→ Task objective: In the entries that follow, the line with "Target: railing post" opens the range and the line with "Target: denim shorts" closes it; repeat that range exactly, both lines included.

[Collected data]
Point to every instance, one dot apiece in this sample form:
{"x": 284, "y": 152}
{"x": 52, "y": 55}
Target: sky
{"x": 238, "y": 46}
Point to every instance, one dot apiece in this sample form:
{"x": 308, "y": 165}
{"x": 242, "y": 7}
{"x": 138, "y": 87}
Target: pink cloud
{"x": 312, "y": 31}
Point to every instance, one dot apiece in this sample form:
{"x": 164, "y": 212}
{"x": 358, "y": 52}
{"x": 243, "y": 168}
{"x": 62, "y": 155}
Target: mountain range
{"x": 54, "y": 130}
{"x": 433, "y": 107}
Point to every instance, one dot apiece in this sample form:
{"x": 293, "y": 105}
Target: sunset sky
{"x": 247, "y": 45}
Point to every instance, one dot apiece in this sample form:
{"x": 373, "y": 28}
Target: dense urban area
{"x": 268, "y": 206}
---
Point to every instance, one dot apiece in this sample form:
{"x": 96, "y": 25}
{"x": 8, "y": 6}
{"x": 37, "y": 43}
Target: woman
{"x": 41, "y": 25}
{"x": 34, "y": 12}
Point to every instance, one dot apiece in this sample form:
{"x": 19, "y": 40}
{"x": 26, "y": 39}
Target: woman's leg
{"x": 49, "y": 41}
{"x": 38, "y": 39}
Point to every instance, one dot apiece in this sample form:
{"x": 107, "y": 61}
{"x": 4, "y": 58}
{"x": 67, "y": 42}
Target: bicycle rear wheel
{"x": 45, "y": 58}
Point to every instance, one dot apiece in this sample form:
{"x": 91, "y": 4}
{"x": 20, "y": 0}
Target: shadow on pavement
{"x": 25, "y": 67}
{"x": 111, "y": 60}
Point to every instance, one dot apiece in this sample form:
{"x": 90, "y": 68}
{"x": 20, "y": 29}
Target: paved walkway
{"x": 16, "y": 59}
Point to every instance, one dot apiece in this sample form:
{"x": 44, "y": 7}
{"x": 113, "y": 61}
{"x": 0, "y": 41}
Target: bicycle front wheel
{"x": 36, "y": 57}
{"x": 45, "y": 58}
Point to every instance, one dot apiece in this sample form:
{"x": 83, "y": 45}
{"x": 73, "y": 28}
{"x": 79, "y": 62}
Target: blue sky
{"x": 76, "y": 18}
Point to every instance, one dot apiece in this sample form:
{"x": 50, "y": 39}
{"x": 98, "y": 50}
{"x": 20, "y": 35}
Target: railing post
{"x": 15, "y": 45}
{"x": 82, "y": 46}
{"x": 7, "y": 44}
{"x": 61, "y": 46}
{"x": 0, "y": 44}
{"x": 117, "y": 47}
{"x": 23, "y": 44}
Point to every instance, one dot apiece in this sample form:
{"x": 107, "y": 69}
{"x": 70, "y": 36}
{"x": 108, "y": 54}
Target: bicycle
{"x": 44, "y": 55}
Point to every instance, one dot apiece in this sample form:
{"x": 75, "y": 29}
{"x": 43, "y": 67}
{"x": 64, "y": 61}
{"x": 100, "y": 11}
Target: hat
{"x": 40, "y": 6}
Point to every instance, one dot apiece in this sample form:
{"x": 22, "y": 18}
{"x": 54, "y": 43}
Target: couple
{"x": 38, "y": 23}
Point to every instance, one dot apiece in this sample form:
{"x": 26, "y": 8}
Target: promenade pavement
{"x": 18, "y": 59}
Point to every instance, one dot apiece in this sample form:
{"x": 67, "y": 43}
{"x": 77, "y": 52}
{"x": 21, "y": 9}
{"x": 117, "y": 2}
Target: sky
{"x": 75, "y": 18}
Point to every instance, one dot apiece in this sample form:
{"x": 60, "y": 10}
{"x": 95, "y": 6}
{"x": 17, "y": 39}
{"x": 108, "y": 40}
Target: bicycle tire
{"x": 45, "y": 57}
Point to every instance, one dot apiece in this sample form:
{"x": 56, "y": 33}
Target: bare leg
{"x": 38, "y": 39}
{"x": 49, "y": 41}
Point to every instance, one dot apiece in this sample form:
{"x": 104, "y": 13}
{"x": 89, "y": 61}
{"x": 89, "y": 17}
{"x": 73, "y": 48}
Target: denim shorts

→ Output for this exercise:
Target: railing post
{"x": 15, "y": 45}
{"x": 82, "y": 46}
{"x": 7, "y": 44}
{"x": 61, "y": 46}
{"x": 0, "y": 44}
{"x": 117, "y": 47}
{"x": 23, "y": 44}
Point to every instance, one dot apiece in this sample form:
{"x": 107, "y": 69}
{"x": 70, "y": 36}
{"x": 108, "y": 54}
Target: bicycle
{"x": 44, "y": 55}
Point to every instance, one dot apiece in this sample form:
{"x": 75, "y": 29}
{"x": 43, "y": 67}
{"x": 64, "y": 61}
{"x": 100, "y": 11}
Target: hat
{"x": 40, "y": 6}
Point to every instance, one dot apiece in this sample form:
{"x": 22, "y": 18}
{"x": 54, "y": 43}
Target: couple
{"x": 38, "y": 23}
Point to every instance, one dot apiece in this sample form:
{"x": 26, "y": 8}
Target: promenade pavement
{"x": 18, "y": 59}
Point to every instance, one dot apiece in this sample form:
{"x": 67, "y": 43}
{"x": 77, "y": 52}
{"x": 21, "y": 9}
{"x": 117, "y": 2}
Target: sky
{"x": 75, "y": 18}
Point to every instance, one dot apiece in this sample form:
{"x": 60, "y": 10}
{"x": 95, "y": 6}
{"x": 17, "y": 39}
{"x": 108, "y": 40}
Target: bicycle tire
{"x": 45, "y": 57}
Point to every instance, one dot apiece in this sample form:
{"x": 56, "y": 33}
Target: bare leg
{"x": 38, "y": 39}
{"x": 49, "y": 41}
Point to every instance, one dot apiece in this sample form:
{"x": 104, "y": 13}
{"x": 89, "y": 61}
{"x": 89, "y": 17}
{"x": 73, "y": 48}
Target: denim shorts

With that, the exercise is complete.